#### Exercise directions:
Please reproduce the news excerpt on Ireland's €500 million debt buyback word for word, in full.

═════ Document passage

The NTMA cancels €500 million of debts due to mature next month, after buying the bonds on the second-hand market.

Treasury Buildings in Dublin, home of the NTMA.
Treasury Buildings in Dublin, home of the NTMA.
Image: Julien Behal/PA Wire

IRELAND HAS BOUGHT back €500 million of its own national debt, erasing the need to repay it when it fell due next month.

The NTMA this afternoon said it was cancelling €500 million of a treasury bond which was supposed to be repaid on April 18.

The agency had been due to repay €5.125 billion next month, having raised the money in an auction in January 2012.

Because the NTMA has now bought some of the bonds itself, however, it would only end up repaying the money to itself – meaning it cuts down on administrative costs to simply cancel the bonds entirely.

The agency had already announced a similar move in late December, after buying another €500 million tranche.

══════════
═════ Extracted entries

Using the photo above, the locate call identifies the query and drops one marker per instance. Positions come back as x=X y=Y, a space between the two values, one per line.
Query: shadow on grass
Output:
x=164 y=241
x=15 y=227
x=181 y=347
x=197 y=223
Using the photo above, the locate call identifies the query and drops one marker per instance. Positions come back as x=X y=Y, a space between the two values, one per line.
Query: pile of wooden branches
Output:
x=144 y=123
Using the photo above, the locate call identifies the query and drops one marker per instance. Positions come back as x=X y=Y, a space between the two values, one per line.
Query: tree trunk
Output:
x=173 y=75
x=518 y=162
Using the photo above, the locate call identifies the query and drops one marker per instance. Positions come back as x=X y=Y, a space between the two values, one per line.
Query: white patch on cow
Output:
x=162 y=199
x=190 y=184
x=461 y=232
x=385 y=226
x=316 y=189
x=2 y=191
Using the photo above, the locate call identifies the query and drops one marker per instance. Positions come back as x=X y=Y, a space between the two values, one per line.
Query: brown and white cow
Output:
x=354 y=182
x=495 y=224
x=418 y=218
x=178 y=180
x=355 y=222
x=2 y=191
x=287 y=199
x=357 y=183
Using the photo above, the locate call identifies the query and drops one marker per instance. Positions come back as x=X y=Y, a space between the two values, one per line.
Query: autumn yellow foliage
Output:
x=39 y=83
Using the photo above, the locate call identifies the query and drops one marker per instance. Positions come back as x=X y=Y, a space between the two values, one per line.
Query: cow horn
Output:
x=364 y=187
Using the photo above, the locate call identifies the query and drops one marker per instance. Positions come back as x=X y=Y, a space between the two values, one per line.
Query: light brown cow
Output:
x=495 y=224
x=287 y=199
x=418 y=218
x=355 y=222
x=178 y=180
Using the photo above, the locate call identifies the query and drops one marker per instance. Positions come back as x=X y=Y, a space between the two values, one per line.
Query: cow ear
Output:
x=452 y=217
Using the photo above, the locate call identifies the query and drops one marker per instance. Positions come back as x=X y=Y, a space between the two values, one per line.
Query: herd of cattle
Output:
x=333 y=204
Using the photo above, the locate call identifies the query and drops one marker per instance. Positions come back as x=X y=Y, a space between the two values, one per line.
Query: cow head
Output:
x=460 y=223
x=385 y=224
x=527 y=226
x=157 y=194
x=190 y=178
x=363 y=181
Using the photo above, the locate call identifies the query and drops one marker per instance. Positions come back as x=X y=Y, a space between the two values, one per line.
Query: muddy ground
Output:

══════════

#### Task solution:
The NTMA cancels €500 million of debts due to mature next month, after buying the bonds on the second-hand market.

Treasury Buildings in Dublin, home of the NTMA.
Treasury Buildings in Dublin, home of the NTMA.
Image: Julien Behal/PA Wire

IRELAND HAS BOUGHT back €500 million of its own national debt, erasing the need to repay it when it fell due next month.

The NTMA this afternoon said it was cancelling €500 million of a treasury bond which was supposed to be repaid on April 18.

The agency had been due to repay €5.125 billion next month, having raised the money in an auction in January 2012.

Because the NTMA has now bought some of the bonds itself, however, it would only end up repaying the money to itself – meaning it cuts down on administrative costs to simply cancel the bonds entirely.

The agency had already announced a similar move in late December, after buying another €500 million tranche.